= TEXTE FOURNI =
* * * * * * *
L'article 29 donne à la communication sous le régime du projet de loi C-11 priorité sur les communications qui pourraient s'appliquer en vertu de la Loi sur l'accès à l'information ou de la Loi sur la protection des renseignements personnels. Tout comme c'est le cas pour l'article 15, je crois que les inquiétudes de M. Reid quant à l'article 29 ne sont pas déraisonnables. Il semble que l'article 29 pourrait avoir l'effet décrit par M. Reid lors de son témoignage devant le comité.
M. Reid a néanmoins indiqué, lors de son témoignage, qu’il ne souhaite pas obtenir pour son Commissariat une exemption à l’égard des communications relatives aux actes répréhensibles internes. Si je comprends bien la teneur de son témoignage, monsieur le président, les articles 15 et 29 l’inquiètent parce qu’ils autoriseraient à la fois la communication de renseignements portant sur des actes fautifs internes, la tenue d’une enquête sur le Commissariat à l’information par le président de la Commission de la fonction publique du Canada, ainsi que la communication de renseignements qui, aux termes de la Loi sur l’accès à l’information, devraient demeurer confidentiels. À mon avis, l’inquiétude de M. Reid à cet égard est compréhensible.
* * * * * * *
= OBJECTIF DE L'EXERCICE =
Rédigez la suite du passage ci-dessus sur les articles 15 et 29 du projet de loi C-11, en reprenant juste après sa dernière phrase.

= DONNÉES SAISIES =
* * * * * * *
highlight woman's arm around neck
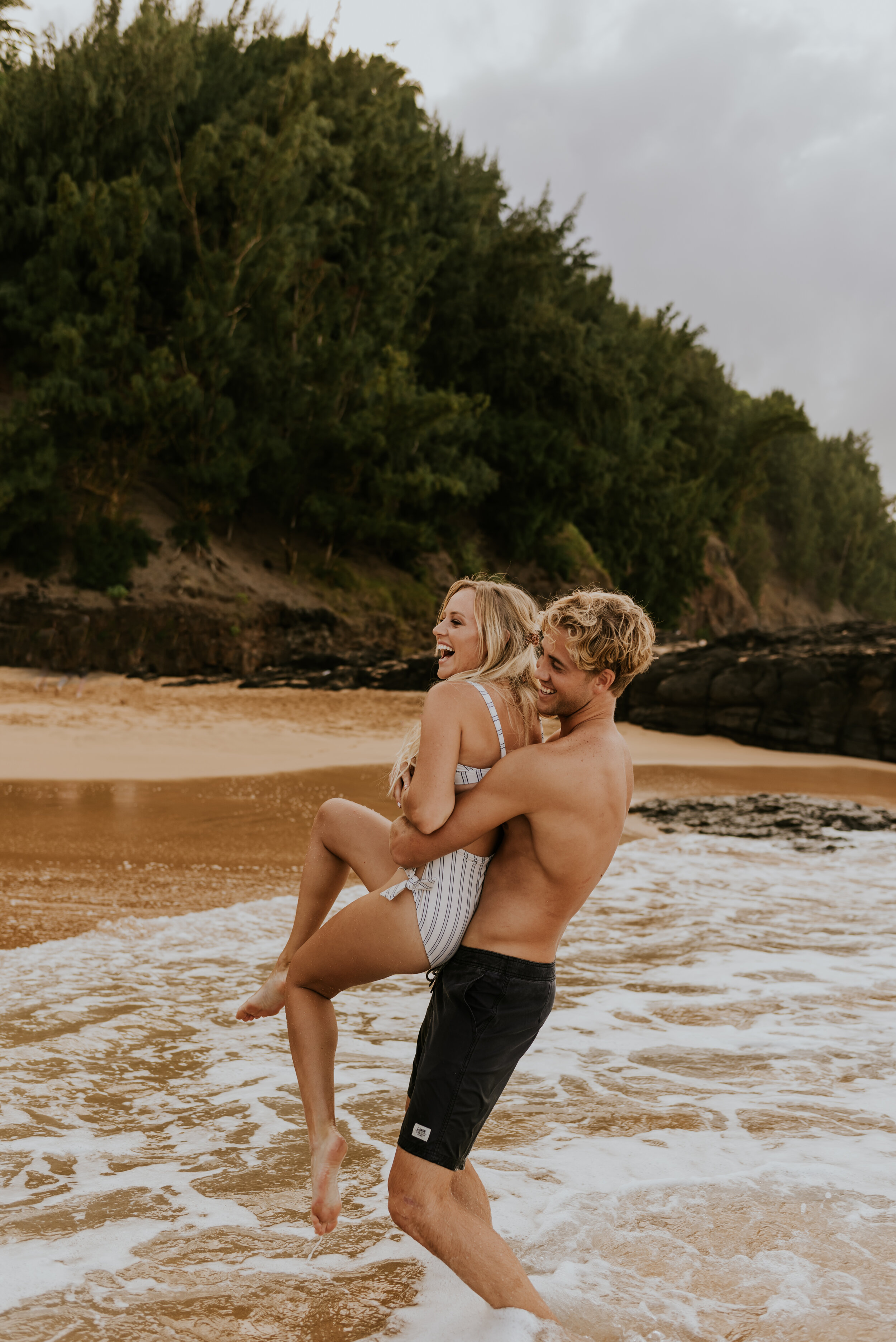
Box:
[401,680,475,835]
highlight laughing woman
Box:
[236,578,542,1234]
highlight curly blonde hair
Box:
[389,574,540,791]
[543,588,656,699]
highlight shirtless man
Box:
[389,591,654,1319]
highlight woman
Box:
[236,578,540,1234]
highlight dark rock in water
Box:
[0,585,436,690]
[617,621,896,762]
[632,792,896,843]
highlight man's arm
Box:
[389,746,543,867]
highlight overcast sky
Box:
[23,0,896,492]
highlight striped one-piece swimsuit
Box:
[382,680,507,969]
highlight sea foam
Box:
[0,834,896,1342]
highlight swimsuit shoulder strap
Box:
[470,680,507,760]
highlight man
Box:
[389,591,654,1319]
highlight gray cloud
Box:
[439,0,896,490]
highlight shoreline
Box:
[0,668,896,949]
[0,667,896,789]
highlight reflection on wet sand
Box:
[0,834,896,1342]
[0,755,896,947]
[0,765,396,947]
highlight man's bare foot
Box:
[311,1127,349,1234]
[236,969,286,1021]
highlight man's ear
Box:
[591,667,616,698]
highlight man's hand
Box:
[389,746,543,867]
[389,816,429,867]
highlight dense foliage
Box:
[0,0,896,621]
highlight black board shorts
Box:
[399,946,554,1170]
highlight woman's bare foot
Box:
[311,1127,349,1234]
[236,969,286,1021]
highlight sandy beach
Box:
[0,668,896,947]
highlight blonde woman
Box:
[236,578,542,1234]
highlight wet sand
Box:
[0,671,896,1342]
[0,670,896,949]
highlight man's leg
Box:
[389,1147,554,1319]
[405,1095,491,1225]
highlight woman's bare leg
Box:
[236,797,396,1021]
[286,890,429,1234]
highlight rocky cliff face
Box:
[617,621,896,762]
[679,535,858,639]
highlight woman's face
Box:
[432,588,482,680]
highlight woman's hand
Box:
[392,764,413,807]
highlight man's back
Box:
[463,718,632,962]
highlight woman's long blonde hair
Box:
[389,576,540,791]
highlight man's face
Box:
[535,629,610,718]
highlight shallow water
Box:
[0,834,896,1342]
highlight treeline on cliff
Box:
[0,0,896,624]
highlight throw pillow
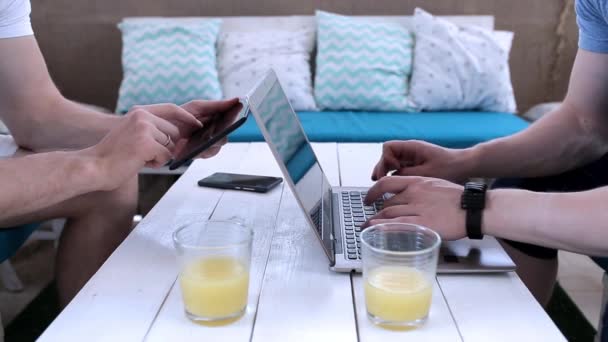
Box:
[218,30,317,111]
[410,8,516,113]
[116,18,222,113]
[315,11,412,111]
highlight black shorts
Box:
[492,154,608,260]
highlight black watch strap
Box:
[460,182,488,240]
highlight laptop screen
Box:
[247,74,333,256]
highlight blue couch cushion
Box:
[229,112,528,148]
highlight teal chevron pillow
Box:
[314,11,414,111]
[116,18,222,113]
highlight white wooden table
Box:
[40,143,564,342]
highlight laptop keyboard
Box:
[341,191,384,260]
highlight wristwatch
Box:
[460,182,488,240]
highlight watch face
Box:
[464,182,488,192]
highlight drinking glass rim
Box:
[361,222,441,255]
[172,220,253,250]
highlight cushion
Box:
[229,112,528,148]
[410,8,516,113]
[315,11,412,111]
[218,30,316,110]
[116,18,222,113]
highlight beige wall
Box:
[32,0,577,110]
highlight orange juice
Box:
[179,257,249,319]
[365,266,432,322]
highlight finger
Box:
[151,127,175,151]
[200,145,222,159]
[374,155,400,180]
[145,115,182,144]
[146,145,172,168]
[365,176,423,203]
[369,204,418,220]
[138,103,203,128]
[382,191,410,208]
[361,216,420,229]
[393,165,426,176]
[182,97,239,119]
* * * * * * *
= RÉSULTAT CI-DESSOUS =
L'autre inquiétude de M. Reid a trait à l'article 55 du projet de loi C-11, lequel propose l'adjonction d'un paragraphe à l’article 16 de la Loi sur l'accès à l'information. À l’heure actuelle, l'article 16 de la Loi sur l'accès à l'information définit les circonstances dans lesquelles il est possible de refuser de communiquer un dossier renfermant des renseignements et les circonstances dans lesquelles ce refus est obligatoire. Plus précisément, en vertu des paragraphes (1) et (2), le responsable d'une institution fédérale a un pouvoir discrétionnaire pour refuser la communication de documents. Ces paragraphes énumèrent également les motifs qui peuvent être invoqués à l'appui d'un tel refus. Aux termes du paragraphe (3), le responsable d’une institution fédérale est tenu de refuser de communiquer les renseignements visés par ce paragraphe; il n’a aucune discrétion.
Le paragraphe que l'article 55 propose d'ajouter donnerait un autre pouvoir discrétionnaire de refuser. Par contre, comme le souligne M. Reid, contrairement au pouvoir discrétionnaire prévu aux paragraphes 16(1) et (2), l'exercice de ce pouvoir discrétionnaire n'aurait pas à être justifié et ne serait donc pas soumis au processus de demande, de plainte et d'enquête prévu dans la Loi sur l'accès à l'information.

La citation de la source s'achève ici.